+++ Document excerpt

2. Script Differences & Similarities
The basic premise of the script stayed the same: >Perseus has to get the head of the Medusa to save a city<. But so many details, so many things have changed that this is a whole different story. Andromeda was reduced from the tough girl to a wailing, party-hopping, promiscuous princess and this time around she stayed in Joppa. And last but not least: Perseus and Andromeda don't fall in love with each other. The enemy this time is a godess herself, not just a fallen son of a god. 
The only new character is the Wilting Girl: a low godess, helping Zeus. She dies, because nobody prays to her anymore, but nonetheless she and Perseus fall in love with each other.
The Leviathan plays a bigger role in this new script, as it was just a last resort in the previous script.

3. Analysis

To get a clearer picture of the script, I want to take a look at the motivations for our characters:

Perseus: Longing for an important and meaningful life; discovering to be the son of Zeus takes care of that on page 19; what is his motivation for the rest of the movie? He kills the Medusa because he is supposed to do that; at the End of the movie: wants to save the Wilting Girl;
The Wilting Girl: No real intrinsic motivations, she is a servant of Zeus and as such follows his orders;
Andromeda: Really doesn't want to marry; that's about it.
Tiamat: Wants to ascend the throne of the Gods; this is good and believable motivation for our villain;
The Djinn Riders: Another addition to the script, they appear deus ex machina, save the day, and disappear again;

So, after thinking about the motivations, it becomes clear: What is the dilemma? Why should Perseus care, if Joppa is destroyed? In the previous script Perseus cared, just because he cared for Andromeda and that alone is a good motivation to prevent her sacrifice. But in this version, Perseus loves the Wilting Girl. But then why didn't he do everything in his power to save her, instead of saving Joppa (a city he just visited for the first time)? Only after the Leviathan is killed, he starts to think about his love - and walks away from his responsibility to Joppa. Why didn't he do this to begin with? The script cuts back and forth between Joppa and our group, but the Joppa segments don't provide any counterpart to the group segments: On one hand because nothing is really happening in Joppa, and on the other hand the reader doesn't care about Andromeda. So, all in all: the characters took a turn for the worse.
The Villain: Tiamat and Set are the antagonists this time: They want the power of Zeus and prevent the signing of the peace treaty. This is a strong motive (stronger than Calabus' motivation). But in the end they are not defeated! Perseus kills Tiamat's pet, but there is no confrontation between her and Perseus. So, after killing The Leviathan, there are no consequences: After all Perseus doesn't marry Andromeda, will the war continue? Tiamat is still around, she doesn't just stop going after the throne of Zeus, does she?

++++++
+++ Available data

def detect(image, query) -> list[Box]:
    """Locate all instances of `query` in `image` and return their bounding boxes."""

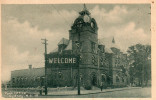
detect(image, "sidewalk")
[43,87,140,96]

++++++

» **Task goal**
According to the script review, who are the antagonists in the new version of the script? The listing plays no part in what is asked here.

» **Solution for this task**
Tiamat and Set.